__STATED EXERCISE__.
Pull out every line below that contains the word "outline", and copy each one in full.

__EXTRACTED DATA__.
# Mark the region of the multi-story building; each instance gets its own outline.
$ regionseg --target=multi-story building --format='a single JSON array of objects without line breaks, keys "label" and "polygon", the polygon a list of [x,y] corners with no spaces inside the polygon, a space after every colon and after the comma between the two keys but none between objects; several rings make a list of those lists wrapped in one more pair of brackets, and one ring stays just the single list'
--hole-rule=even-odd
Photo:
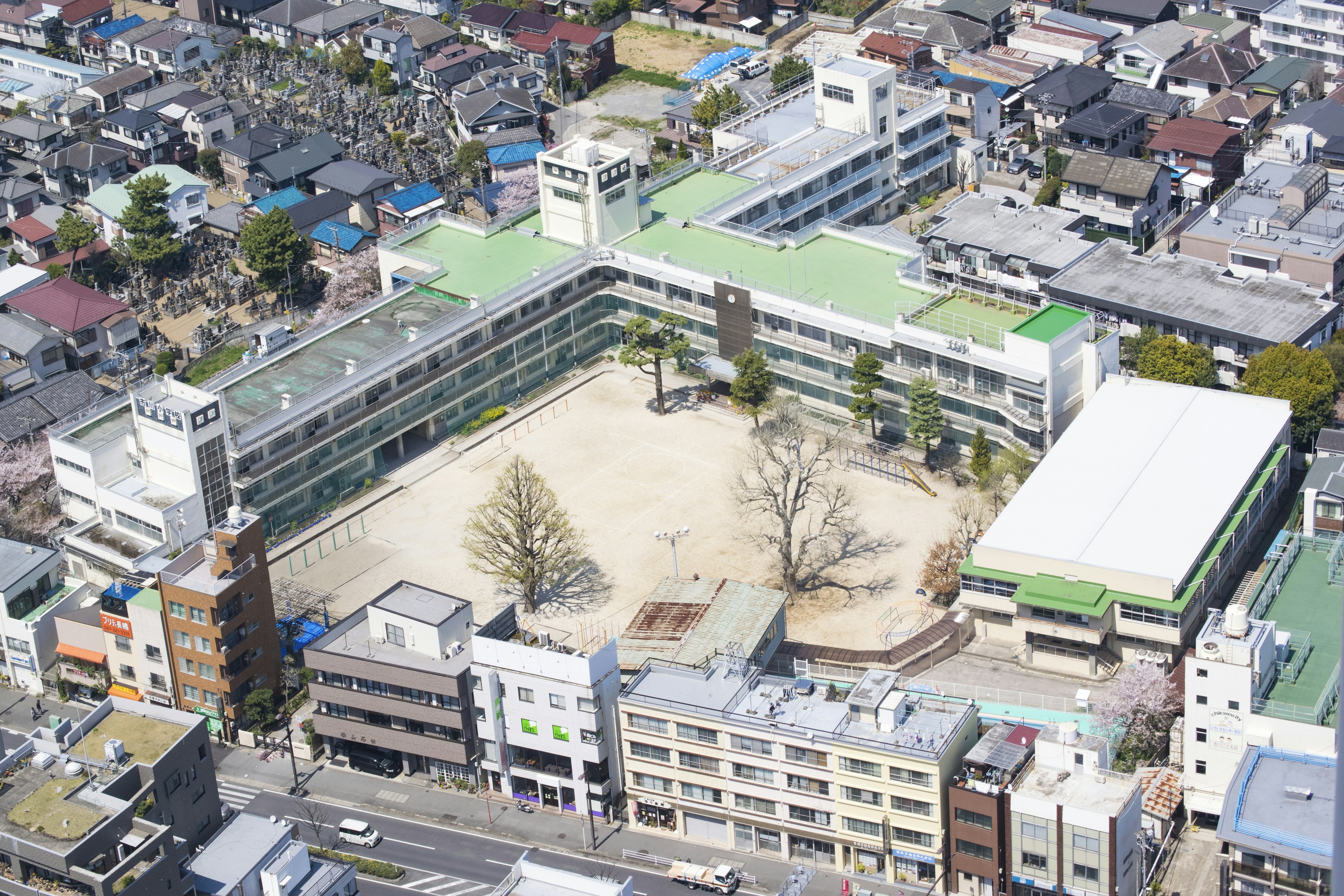
[{"label": "multi-story building", "polygon": [[[204,719],[108,697],[78,723],[52,716],[15,747],[0,759],[8,887],[191,892],[191,854],[219,826]],[[63,766],[79,772],[58,775]]]},{"label": "multi-story building", "polygon": [[398,582],[304,649],[316,732],[333,755],[382,751],[409,774],[472,780],[472,604]]},{"label": "multi-story building", "polygon": [[1136,892],[1146,870],[1140,780],[1111,771],[1110,744],[1075,723],[1044,725],[1034,746],[1007,794],[1013,896]]},{"label": "multi-story building", "polygon": [[1335,756],[1269,744],[1242,754],[1228,790],[1234,802],[1218,818],[1228,893],[1316,896],[1331,888],[1337,766]]},{"label": "multi-story building", "polygon": [[75,520],[63,539],[75,575],[99,584],[148,575],[224,519],[224,420],[218,398],[165,379],[51,429],[56,485]]},{"label": "multi-story building", "polygon": [[946,872],[976,705],[870,670],[848,693],[746,661],[649,664],[621,693],[630,822],[884,881]]},{"label": "multi-story building", "polygon": [[0,631],[4,673],[16,688],[40,686],[42,673],[56,660],[55,617],[89,596],[89,583],[62,580],[59,551],[0,539]]},{"label": "multi-story building", "polygon": [[[1340,650],[1325,600],[1333,540],[1284,532],[1245,602],[1210,610],[1185,657],[1181,737],[1188,809],[1230,809],[1242,752],[1277,746],[1333,755]],[[1314,638],[1312,635],[1316,635]]]},{"label": "multi-story building", "polygon": [[177,705],[223,723],[226,736],[250,727],[243,699],[284,689],[280,635],[261,520],[230,508],[195,544],[159,571]]},{"label": "multi-story building", "polygon": [[482,786],[612,819],[622,790],[616,638],[524,625],[511,603],[472,634],[472,688]]},{"label": "multi-story building", "polygon": [[[1042,669],[1175,665],[1292,493],[1288,419],[1278,399],[1109,377],[973,545],[960,606]],[[1079,494],[1097,463],[1107,486]]]}]

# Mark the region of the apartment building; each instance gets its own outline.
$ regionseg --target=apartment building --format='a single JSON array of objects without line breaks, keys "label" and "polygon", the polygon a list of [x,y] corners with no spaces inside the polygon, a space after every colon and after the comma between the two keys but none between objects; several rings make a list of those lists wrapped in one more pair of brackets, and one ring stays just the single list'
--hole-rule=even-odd
[{"label": "apartment building", "polygon": [[85,603],[89,583],[60,574],[59,551],[0,539],[0,633],[12,686],[40,688],[56,661],[55,618]]},{"label": "apartment building", "polygon": [[[59,776],[67,764],[81,771]],[[219,826],[200,716],[106,697],[78,723],[51,716],[0,759],[0,771],[11,887],[89,896],[191,892],[192,850]],[[141,814],[145,802],[151,809]],[[133,883],[124,884],[128,876]]]},{"label": "apartment building", "polygon": [[[1327,622],[1332,540],[1282,532],[1246,600],[1210,610],[1185,657],[1187,806],[1222,815],[1243,751],[1333,755],[1340,665]],[[1312,635],[1316,635],[1314,638]]]},{"label": "apartment building", "polygon": [[[66,281],[62,281],[66,282]],[[116,394],[52,426],[71,571],[98,584],[152,575],[228,508],[219,399],[172,379]]]},{"label": "apartment building", "polygon": [[1140,779],[1111,771],[1110,744],[1075,723],[1044,725],[1035,754],[1007,793],[1013,896],[1136,892],[1146,870]]},{"label": "apartment building", "polygon": [[472,688],[482,786],[612,819],[622,791],[616,638],[524,625],[509,604],[472,634]]},{"label": "apartment building", "polygon": [[973,703],[870,670],[848,692],[731,658],[646,665],[621,695],[630,822],[880,881],[945,872],[946,789]]},{"label": "apartment building", "polygon": [[[1278,399],[1109,377],[972,547],[958,604],[1032,666],[1173,666],[1288,500],[1289,451]],[[1078,493],[1097,463],[1106,488]]]},{"label": "apartment building", "polygon": [[282,690],[261,520],[230,508],[210,537],[159,571],[157,591],[167,604],[177,705],[222,723],[231,739],[255,723],[243,707],[249,693]]},{"label": "apartment building", "polygon": [[1331,887],[1335,846],[1333,756],[1281,747],[1249,747],[1218,818],[1218,838],[1228,861],[1227,892],[1316,896]]},{"label": "apartment building", "polygon": [[472,627],[469,602],[398,582],[304,647],[331,754],[378,752],[407,775],[477,782]]}]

__TASK RESULT__.
# Mark the region of the multi-story building; each instance gets its own outline.
# Mark the region of the apartment building; each instance gets its own outline.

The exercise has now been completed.